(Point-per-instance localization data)
● ● ● ● ● ● ●
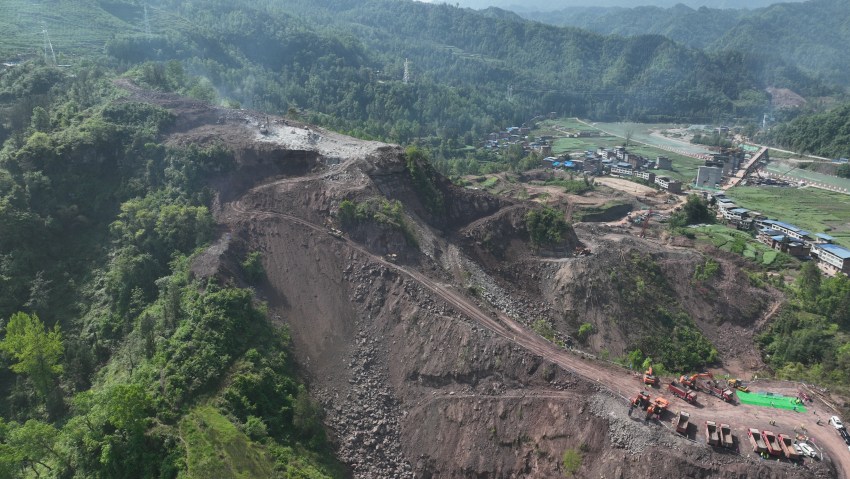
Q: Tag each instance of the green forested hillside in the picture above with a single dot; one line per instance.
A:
(807, 35)
(115, 364)
(824, 134)
(343, 62)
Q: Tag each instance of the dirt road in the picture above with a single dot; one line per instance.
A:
(606, 375)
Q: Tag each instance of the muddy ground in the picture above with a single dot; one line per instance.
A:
(421, 352)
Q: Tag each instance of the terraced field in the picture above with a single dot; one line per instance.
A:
(812, 209)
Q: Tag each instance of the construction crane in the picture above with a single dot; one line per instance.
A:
(645, 223)
(649, 378)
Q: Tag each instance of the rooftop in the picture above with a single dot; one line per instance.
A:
(836, 250)
(784, 225)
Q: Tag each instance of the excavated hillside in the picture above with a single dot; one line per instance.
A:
(414, 335)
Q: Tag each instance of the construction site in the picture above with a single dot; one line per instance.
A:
(419, 341)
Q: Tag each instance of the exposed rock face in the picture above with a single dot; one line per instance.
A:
(412, 385)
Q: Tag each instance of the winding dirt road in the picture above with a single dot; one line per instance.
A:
(606, 375)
● ● ● ● ● ● ●
**YOUR GOAL**
Looking at the data above, count every line holding the word "construction" and state only the count.

**REPLY**
2